→ **DIRECTIVE**: Show every line of the material below that contains the string "negative". Case counts.

→ **DATA TO PROCESS**:
[Start of Attachment]

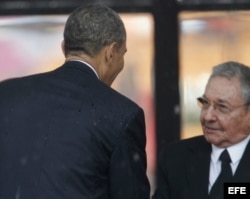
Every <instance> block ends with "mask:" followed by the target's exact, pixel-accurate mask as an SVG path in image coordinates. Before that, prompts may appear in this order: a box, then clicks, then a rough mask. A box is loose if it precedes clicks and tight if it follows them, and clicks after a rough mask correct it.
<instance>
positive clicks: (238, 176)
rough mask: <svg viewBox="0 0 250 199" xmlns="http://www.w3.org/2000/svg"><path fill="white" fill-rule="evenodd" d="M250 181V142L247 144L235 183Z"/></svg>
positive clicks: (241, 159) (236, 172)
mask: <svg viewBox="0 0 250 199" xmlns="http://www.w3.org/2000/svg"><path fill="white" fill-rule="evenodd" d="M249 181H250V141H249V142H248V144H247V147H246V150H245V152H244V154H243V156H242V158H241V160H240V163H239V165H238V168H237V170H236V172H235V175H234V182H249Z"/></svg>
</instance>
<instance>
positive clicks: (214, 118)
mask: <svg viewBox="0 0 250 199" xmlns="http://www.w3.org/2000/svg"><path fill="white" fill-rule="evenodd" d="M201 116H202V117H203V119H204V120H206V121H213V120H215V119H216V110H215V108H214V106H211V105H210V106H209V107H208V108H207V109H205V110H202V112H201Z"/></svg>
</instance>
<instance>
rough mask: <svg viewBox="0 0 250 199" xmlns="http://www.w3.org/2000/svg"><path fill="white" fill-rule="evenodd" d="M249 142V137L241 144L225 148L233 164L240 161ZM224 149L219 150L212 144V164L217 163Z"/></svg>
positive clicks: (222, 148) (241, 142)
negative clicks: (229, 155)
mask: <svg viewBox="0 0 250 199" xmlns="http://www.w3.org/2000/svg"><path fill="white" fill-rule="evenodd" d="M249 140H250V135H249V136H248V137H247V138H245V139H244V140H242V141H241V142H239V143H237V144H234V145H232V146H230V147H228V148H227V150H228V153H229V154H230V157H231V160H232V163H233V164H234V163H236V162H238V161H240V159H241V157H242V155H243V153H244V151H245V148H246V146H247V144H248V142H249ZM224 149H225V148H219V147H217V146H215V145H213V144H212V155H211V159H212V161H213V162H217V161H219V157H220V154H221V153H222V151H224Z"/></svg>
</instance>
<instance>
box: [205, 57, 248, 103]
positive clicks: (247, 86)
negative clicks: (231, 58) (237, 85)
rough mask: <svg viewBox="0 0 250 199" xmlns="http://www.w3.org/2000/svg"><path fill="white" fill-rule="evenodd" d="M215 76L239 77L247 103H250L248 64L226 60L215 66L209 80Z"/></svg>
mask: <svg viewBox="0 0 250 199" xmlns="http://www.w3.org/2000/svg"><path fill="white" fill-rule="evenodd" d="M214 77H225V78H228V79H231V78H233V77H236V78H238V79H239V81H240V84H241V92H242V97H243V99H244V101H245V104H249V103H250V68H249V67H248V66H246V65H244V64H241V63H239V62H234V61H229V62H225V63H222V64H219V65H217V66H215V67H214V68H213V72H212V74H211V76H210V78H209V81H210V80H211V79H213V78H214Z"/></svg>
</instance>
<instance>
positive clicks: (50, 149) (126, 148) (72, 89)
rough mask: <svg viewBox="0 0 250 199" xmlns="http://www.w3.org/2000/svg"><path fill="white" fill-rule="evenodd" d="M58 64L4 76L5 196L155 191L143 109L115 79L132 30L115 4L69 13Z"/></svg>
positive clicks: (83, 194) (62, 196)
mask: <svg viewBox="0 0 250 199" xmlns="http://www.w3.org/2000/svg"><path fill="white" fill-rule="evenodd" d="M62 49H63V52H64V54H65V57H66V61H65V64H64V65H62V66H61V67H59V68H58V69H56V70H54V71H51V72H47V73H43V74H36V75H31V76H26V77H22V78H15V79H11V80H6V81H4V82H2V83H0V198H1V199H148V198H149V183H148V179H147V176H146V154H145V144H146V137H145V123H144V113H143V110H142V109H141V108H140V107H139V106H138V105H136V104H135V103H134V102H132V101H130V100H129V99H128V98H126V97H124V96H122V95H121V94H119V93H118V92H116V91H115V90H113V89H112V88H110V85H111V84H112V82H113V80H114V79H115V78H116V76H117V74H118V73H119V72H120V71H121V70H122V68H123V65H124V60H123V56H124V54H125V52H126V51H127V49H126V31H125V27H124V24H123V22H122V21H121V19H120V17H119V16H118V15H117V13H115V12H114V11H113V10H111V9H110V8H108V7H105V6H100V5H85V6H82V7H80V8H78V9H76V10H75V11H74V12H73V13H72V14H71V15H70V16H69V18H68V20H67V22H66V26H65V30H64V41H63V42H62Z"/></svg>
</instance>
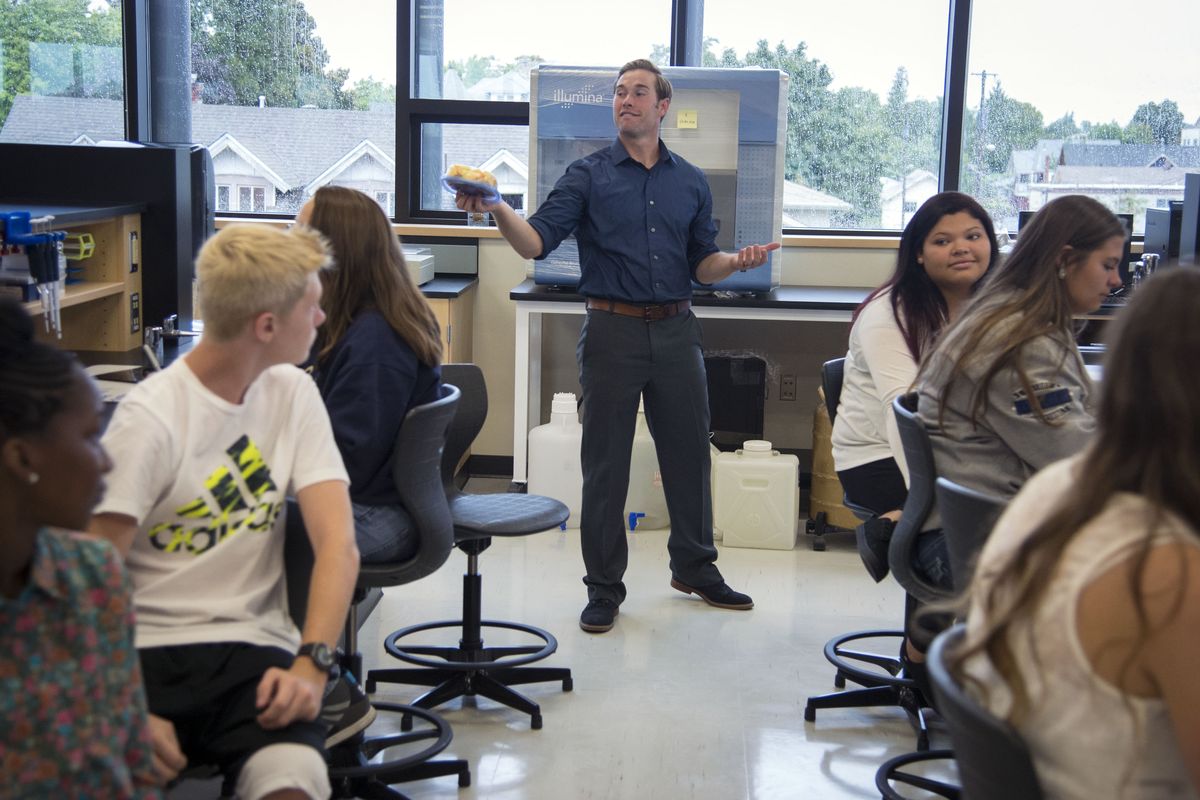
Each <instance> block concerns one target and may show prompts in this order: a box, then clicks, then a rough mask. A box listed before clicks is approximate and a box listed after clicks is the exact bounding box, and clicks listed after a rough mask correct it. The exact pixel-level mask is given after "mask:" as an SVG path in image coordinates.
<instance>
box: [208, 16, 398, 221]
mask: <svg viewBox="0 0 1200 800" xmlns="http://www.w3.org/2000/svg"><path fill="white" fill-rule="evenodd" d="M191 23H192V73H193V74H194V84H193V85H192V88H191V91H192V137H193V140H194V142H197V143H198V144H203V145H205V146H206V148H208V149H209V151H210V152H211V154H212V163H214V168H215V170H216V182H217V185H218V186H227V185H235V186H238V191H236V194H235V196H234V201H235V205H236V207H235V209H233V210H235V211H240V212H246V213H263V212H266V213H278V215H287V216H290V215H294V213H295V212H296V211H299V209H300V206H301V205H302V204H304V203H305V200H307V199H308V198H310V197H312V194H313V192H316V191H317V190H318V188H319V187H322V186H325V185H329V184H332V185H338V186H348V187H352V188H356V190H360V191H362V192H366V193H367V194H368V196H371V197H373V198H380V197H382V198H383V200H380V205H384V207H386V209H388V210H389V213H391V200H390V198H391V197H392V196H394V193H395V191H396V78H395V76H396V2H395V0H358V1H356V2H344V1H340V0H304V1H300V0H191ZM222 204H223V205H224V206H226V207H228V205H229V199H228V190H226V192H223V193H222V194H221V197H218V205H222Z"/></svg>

[End of Attachment]
[Start of Attachment]

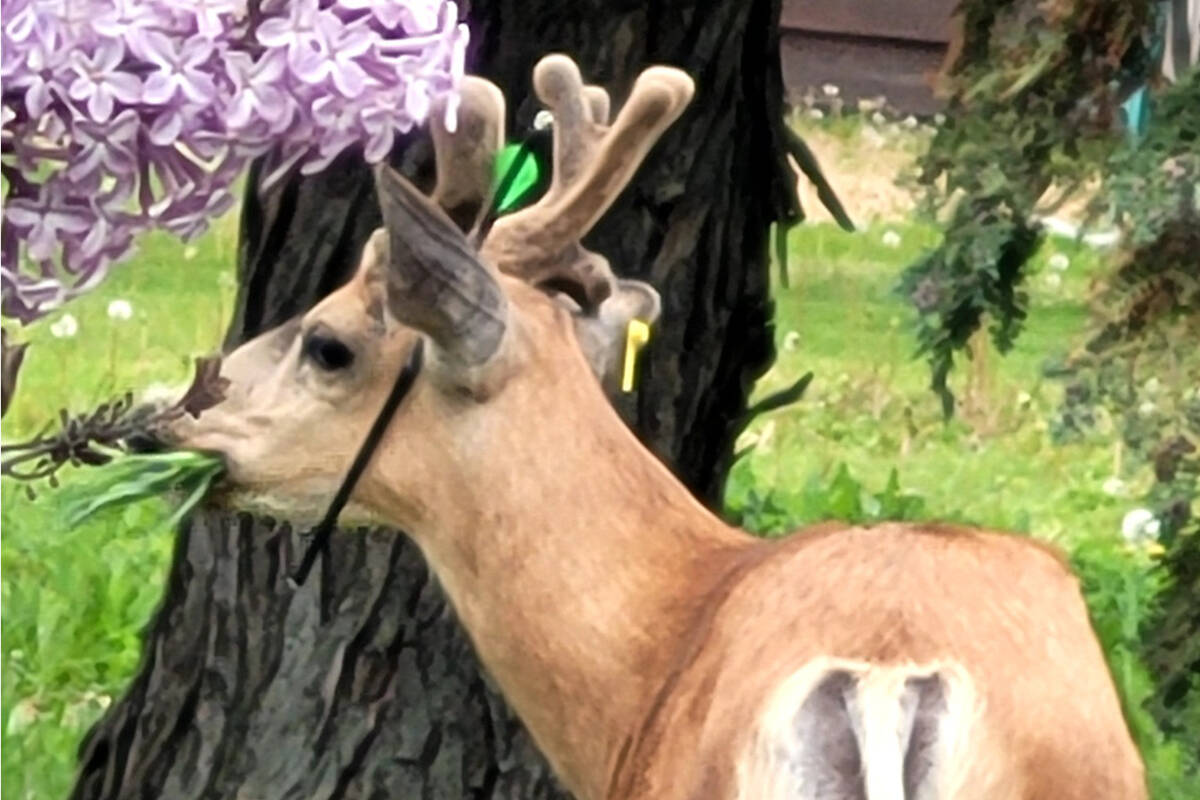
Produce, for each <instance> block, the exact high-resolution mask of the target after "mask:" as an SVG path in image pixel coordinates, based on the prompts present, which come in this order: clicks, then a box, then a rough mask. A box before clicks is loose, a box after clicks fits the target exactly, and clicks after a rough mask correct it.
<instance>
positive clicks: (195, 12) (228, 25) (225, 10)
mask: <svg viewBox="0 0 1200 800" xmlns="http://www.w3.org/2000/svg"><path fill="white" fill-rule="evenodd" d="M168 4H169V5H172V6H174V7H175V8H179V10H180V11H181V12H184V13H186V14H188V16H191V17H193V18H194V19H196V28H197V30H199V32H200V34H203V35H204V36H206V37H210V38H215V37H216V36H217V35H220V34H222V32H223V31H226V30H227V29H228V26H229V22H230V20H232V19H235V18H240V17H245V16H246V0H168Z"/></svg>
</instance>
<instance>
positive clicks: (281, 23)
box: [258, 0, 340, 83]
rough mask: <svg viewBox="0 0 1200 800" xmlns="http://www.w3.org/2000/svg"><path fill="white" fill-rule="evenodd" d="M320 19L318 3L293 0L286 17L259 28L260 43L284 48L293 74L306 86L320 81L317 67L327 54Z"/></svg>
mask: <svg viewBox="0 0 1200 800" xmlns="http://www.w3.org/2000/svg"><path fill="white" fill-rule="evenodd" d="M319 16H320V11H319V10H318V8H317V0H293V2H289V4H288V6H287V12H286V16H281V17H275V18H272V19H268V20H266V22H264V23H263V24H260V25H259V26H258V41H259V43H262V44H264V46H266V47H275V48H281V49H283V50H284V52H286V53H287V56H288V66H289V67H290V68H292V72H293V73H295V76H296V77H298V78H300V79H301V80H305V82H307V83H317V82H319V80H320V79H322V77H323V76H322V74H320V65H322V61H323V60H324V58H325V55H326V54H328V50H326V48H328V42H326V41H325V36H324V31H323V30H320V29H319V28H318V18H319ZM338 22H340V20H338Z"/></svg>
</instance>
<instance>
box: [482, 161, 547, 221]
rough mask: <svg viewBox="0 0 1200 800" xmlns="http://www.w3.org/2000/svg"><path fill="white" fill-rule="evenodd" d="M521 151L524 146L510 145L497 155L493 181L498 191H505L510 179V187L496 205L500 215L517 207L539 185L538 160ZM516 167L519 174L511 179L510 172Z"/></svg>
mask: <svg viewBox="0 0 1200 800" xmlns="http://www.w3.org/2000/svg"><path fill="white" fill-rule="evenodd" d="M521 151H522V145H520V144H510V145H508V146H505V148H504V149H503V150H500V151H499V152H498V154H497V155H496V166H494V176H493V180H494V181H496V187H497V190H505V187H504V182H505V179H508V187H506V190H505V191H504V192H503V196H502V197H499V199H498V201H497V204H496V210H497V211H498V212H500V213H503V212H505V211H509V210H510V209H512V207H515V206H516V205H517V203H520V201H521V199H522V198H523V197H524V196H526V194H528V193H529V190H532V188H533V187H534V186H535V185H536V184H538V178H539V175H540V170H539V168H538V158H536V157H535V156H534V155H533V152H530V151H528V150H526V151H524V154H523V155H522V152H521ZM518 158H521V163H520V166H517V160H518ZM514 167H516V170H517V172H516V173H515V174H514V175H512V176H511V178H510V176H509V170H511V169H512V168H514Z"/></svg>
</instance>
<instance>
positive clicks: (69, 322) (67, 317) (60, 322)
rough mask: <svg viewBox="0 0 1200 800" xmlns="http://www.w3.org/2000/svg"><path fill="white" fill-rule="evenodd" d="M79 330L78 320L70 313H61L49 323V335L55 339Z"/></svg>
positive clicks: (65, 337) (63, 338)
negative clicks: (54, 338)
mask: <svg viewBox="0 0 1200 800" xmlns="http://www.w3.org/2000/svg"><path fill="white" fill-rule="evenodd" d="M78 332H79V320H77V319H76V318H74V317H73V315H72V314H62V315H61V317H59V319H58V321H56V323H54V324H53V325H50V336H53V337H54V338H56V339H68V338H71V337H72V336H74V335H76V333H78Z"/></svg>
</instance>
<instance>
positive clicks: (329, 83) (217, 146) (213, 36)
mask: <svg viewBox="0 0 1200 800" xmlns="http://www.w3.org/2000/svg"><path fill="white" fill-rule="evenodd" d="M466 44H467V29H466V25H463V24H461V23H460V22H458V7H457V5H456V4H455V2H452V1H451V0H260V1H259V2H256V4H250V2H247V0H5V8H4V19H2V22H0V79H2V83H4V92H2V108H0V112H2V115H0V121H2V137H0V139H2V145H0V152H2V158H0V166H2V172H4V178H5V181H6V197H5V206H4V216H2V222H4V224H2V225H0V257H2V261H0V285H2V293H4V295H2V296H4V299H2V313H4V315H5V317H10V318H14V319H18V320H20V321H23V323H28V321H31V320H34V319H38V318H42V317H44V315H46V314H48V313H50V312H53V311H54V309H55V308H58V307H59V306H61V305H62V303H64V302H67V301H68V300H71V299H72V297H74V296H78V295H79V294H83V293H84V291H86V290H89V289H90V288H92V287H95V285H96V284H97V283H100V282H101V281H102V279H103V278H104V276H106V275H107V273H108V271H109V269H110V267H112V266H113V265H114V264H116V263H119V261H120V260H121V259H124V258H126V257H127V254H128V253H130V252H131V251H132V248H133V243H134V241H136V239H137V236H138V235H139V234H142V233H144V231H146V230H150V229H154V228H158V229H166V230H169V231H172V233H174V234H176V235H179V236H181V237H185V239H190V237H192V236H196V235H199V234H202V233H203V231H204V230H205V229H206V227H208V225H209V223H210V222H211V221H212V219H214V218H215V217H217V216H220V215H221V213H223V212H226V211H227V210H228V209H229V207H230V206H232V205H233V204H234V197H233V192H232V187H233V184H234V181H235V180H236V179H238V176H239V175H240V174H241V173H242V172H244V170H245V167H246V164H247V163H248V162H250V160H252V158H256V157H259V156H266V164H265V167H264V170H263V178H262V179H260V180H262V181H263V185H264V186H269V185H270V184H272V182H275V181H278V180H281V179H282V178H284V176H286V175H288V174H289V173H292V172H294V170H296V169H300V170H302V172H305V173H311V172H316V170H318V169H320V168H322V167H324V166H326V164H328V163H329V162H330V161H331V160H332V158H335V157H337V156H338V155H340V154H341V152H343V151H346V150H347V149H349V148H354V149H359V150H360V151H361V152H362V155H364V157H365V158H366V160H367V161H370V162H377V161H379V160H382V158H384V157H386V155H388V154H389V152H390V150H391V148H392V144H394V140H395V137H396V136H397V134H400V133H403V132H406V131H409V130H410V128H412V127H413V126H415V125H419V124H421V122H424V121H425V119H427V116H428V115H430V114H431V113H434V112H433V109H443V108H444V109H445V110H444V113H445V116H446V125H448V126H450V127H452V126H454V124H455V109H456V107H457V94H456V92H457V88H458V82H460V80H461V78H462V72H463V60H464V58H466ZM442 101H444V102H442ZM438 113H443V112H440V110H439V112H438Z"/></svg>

[End of Attachment]

→ **RESULT**:
negative clicks: (229, 155)
negative clicks: (231, 58) (237, 85)
negative clicks: (54, 338)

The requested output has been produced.